Records from a data source:
☆ ☆ ☆ ☆

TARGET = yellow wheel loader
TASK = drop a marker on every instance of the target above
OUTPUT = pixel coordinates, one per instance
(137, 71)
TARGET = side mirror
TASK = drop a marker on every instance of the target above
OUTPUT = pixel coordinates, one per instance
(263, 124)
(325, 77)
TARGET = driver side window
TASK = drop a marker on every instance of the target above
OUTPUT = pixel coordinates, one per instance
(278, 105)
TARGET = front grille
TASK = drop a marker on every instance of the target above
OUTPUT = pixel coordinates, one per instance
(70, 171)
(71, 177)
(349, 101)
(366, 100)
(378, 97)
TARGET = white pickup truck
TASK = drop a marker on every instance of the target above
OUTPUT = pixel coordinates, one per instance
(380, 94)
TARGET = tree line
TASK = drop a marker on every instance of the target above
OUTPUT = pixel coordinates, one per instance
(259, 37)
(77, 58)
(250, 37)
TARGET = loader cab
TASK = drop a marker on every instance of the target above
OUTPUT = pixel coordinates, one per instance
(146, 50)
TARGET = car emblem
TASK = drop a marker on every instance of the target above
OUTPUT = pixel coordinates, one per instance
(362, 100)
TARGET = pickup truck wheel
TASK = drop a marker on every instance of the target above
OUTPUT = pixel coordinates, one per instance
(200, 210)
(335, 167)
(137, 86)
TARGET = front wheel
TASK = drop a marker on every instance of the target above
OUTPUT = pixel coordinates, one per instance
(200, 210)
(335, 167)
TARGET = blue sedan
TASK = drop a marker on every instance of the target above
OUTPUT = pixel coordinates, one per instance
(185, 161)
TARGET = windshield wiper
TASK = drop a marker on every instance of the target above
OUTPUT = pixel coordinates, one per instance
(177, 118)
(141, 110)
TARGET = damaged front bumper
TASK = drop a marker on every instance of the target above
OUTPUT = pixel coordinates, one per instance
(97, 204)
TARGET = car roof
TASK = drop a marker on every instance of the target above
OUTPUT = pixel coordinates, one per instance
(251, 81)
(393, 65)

☆ ☆ ☆ ☆

Copy the lines above without alteration, covering the stretch from the line that contains "TARGET = car emblem" through the final line of the records.

ANSWER TO THIS TASK:
TARGET = car emblem
TASK = drop a marker on every instance of the target above
OUTPUT = pixel coordinates, one per instance
(362, 100)
TARGET = pickup truck wheel
TASK = drop a marker on every instance of the target above
OUTPUT = pixel coordinates, one per instance
(200, 210)
(335, 167)
(137, 86)
TARGET = front wheel
TASK = drop a marker on every instance of the target above
OUTPUT = pixel coordinates, one per instance
(200, 210)
(335, 167)
TARGET = blue sedan
TASK = drop a marker on every instance of the target above
OUTPUT = pixel coordinates, one per instance
(185, 161)
TARGET = windshield wiper
TASK = drop a marker on every instance of the target above
OUTPUT = pixel coordinates, one per instance
(177, 118)
(141, 110)
TARGET = damaged front bumper
TASK = drop a marker on every instance of the target above
OUTPUT = pixel coordinates, one per instance
(97, 204)
TARGET = car roof
TASK = drop a marker on every instance of the target above
OUTPUT = pixel coordinates, one per instance
(251, 81)
(393, 65)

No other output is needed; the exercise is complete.